▶ **EXERCISE DATA**:
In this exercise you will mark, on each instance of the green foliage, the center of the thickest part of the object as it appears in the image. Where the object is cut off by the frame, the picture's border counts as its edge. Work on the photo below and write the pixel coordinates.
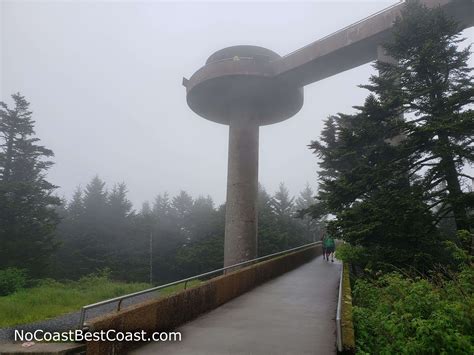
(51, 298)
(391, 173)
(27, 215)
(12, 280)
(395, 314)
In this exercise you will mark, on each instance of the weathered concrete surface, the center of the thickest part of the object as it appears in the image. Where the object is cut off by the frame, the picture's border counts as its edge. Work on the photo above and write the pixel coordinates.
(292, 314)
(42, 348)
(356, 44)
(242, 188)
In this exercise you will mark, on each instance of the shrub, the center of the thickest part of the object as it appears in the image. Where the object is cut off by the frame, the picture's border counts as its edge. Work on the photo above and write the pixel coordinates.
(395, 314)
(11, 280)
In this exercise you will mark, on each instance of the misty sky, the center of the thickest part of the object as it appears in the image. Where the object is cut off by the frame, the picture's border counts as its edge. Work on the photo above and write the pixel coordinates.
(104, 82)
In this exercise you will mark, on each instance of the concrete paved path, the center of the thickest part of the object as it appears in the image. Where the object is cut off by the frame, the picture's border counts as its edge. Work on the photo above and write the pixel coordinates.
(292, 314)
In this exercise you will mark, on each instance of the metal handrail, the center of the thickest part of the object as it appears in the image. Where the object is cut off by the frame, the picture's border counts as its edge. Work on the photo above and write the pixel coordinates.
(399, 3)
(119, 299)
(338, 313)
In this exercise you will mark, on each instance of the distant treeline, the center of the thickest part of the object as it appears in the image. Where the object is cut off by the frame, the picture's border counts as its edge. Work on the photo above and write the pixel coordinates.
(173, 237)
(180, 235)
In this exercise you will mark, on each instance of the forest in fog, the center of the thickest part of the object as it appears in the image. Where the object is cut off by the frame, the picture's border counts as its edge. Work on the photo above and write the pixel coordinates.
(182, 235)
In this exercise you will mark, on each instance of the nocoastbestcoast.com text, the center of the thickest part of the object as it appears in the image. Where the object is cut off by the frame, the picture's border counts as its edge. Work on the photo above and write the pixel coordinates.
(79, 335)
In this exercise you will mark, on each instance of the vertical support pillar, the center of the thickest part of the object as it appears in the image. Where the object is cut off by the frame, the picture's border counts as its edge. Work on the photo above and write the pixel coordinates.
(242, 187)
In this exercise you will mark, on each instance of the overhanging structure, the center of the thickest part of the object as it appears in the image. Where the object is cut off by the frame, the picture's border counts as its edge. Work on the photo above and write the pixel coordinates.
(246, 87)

▶ **YOUR INSTRUCTIONS**: Return everything from the row that contains "of the nocoastbestcoast.com" down to the end of the rows above, including that row, with each line reproduced unchanged.

▶ **CORRECT RESPONSE**:
In this exercise you will mark, on each instance of the nocoastbestcoast.com text, the center of the thickest part of the object as it appears in the image. Where the object is cut off by the frame, the picture's border counts as its edge. Work on the photo above and write the pixel coordinates.
(79, 335)
In this exercise you will mark, on each instance of the vertical support pillar, the center of the thickest part of the object as it appears in the image. Where the object is cut off by the frame, the picture's border counts as its edge. Work on the photo above and write the pixel coordinates.
(242, 187)
In this exercise you will mark, on each instance of the overhanging structure, the center of the thickest part of the object as it appears in the image. Where the object is cut off by the frame, the picture's border counts as its edge. Work on the photo above and write the pixel coordinates.
(246, 87)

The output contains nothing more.